/team_hopper

Data analysis of YouTube trending videos. Using a public dataset powered by the YouTube API, this project uncovers some key observations and insights into trending videos in the US and around the world for one of the largest search engines and one of the largest social media platforms.

Primary LanguageJupyter Notebook

YouTube Trending Video Analysis

Data analysis of YouTube trending videos. Using a public dataset powered by the YouTube API, this project uncovers some key observations and insights into trending videos in the US and around the world for one of the largest search engines and one of the largest social media platforms.

Background

YouTube is one of the largest search engines and one of the largest social media platforms. It is used by people all over the US and around the world. People use YouTube for a variety of reasons, such as watching music videos, learning how to do something new, watching sports highlights, or just watching random videos for entertainment. Because of the popularity of YouTube, we decided to dig a little deeper into some of the characteristics that videos (in particular, trending videos) share. After gathering the information, we used that data to uncover some observations into what makes up a trending video and some insights for how a YouTube creator can improve their viewer engagement (likes, comments, dislikes, etc).

Excerpts from a segmentation dataset:
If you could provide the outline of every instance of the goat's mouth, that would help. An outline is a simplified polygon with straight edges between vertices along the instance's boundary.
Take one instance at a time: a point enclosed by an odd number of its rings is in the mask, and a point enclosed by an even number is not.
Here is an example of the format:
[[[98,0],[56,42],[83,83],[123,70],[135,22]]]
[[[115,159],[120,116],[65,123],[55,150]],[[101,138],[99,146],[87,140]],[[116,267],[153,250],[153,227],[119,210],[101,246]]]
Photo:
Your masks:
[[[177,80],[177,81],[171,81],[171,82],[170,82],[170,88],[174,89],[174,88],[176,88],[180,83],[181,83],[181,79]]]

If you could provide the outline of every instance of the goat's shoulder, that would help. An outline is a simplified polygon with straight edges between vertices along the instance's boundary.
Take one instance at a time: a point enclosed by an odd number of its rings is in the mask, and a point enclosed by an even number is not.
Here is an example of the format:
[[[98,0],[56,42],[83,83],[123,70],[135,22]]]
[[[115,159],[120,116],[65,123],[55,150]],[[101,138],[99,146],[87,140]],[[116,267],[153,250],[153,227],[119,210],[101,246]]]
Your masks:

### EXERCISE DIRECTIONS
Could you extend the YouTube trending video analysis write-up, picking up after its last sentence?

### TASK RESULT
Team

The following people worked together over the course of about a couple of weeks to make this project happen:

  • Phil Stubbs
  • Katrina Koenders
  • Ben Smethurst
  • Jenna Nytes

About the Data

For this project, we used a public kaggle dataset, which is located here. This dataset is powered by the YouTube API. It includes various information about trending videos in the US from 2017 - 2018 and includes video information for several other countries as well. For this project, we primarily looked at the US but did compare the US vs OUS for a couple of the visualizations/research questions. The dataset was in the form of csv files (one for each country). Due to the large size of these csv files, we chose not to store the data files in GitHub. We stored the csv files that we used for this project in a shared Google Drive folder where everyone on the team could access them, pull them down, and unzip them. The data includes a lot of useful information about each video, such as publish time, number of views, number of likes, and the tags associated with each video. To complete this analysis, we merged all the csv files into one pandas dataframe to do the analysis. The data also includes a category_id field. To retrieve the category name, we had to create and hit an endpoint to the YouTube API to get the additional category data. For more information about specific columns and what they mean, refer to the YouTube API documentation.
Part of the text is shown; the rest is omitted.